Rod Dreher: “Apocalypticism is a narcotic among millions of American Christians”

On the Sunday before the presidential election, Texas megachurch pastor Robert Jeffress used “Obama” and “Antichrist” in the same sentence.

I want you to hear me tonight, I am not saying that President Obama is the Antichrist, I am not saying that at all. One reason I know he’s not the Antichrist is the Antichrist is going to have much higher poll numbers when he comes. President Obama is not the Antichrist. But what I am saying is this: the course he is choosing to lead our nation is paving the way for the future reign of the Antichrist.

- **Source material**:
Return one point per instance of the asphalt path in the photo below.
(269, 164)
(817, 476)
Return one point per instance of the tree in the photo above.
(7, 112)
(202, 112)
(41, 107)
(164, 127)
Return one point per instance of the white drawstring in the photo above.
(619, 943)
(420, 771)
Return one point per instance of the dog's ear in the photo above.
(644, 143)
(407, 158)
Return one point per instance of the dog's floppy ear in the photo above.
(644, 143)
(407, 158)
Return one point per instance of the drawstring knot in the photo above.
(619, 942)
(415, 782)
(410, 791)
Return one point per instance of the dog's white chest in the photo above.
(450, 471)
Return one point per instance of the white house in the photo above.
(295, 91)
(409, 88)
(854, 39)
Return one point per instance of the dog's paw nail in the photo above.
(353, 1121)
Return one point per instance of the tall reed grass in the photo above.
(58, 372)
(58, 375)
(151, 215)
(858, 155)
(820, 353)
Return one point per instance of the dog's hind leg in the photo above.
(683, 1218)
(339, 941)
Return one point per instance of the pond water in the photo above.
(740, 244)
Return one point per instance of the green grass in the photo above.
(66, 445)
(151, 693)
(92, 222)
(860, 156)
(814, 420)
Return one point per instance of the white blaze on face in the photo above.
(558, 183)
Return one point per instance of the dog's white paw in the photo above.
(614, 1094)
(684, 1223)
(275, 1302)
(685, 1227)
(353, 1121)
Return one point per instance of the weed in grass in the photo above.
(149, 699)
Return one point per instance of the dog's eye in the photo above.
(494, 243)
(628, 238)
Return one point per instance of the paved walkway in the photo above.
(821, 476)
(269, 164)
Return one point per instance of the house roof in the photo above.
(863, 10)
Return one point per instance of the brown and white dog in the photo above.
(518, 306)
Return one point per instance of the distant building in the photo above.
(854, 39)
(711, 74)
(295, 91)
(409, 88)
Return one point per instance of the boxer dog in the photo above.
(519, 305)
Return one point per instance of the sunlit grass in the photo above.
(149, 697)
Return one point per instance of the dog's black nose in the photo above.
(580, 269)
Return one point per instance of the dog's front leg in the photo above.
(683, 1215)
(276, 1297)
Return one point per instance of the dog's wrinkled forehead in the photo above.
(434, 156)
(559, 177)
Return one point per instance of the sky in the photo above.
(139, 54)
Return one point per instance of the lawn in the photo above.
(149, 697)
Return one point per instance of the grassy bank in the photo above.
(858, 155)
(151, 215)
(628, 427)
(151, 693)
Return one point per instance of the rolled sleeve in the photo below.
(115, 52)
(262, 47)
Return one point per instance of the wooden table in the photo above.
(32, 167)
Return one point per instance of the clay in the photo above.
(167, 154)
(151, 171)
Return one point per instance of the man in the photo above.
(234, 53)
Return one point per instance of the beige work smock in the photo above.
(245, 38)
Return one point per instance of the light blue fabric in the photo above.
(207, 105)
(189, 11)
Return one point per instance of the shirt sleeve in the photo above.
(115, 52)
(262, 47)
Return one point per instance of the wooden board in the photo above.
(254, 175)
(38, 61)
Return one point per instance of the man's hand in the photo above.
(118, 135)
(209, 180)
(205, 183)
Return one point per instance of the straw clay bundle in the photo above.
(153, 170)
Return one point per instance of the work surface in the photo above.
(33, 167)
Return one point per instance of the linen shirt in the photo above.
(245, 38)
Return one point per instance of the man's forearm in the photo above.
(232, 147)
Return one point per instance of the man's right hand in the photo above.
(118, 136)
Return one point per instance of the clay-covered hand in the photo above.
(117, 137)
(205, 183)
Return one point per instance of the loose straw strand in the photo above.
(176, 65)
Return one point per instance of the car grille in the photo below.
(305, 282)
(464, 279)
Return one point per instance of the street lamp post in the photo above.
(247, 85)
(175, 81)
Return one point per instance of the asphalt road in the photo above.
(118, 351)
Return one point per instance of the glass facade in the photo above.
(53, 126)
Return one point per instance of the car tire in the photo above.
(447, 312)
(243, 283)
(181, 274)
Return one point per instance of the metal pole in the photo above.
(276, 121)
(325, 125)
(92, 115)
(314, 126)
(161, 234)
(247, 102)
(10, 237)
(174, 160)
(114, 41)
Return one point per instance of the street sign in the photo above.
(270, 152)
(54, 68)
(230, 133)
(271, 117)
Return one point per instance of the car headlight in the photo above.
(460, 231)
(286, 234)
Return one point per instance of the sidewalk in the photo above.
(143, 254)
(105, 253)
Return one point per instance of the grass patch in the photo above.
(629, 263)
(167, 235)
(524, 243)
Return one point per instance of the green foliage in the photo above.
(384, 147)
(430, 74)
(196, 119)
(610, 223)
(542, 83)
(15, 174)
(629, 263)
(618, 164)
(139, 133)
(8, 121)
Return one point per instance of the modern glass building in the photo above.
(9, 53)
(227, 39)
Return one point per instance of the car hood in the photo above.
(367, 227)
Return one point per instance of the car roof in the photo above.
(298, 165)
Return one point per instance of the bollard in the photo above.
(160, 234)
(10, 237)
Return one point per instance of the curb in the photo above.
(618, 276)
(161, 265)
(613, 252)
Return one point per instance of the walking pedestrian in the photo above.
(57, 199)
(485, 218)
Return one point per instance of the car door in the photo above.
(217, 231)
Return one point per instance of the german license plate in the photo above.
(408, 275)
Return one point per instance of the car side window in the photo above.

- **Work required**: Pick up the article on apocalyptic belief among American Christians, printed before the items, at the point where it stops, and write what comes next.

- **Result below**:
Which prompted this rather pointed response from The American Conservative‘s Rod Dreher:

I am a conservative Christian who believes that Obama’s re-election is on balance a bad thing for American Christians, for a number of reasons. I see no reason why a pastor shouldn’t have given a sermon warning about the threats, as he saw them, of returning Obama to the White House. But invoking the Antichrist, and working the congregation up into thinking that this election was an apocalyptic choice (even if you non-credibly disavowed that this is what you were doing, e.g., I’m not saying that Obama is the Antichrist, but…)? Come on.

If I had been in that congregation and listened to that sermon, that would have been my signal to find another, more spiritually sober church. Apocalypticism is a narcotic among millions of American Christians, and it makes us drunk, ruining our political judgment and making us prone to say things in public that make ordinary people think Christians are crazy.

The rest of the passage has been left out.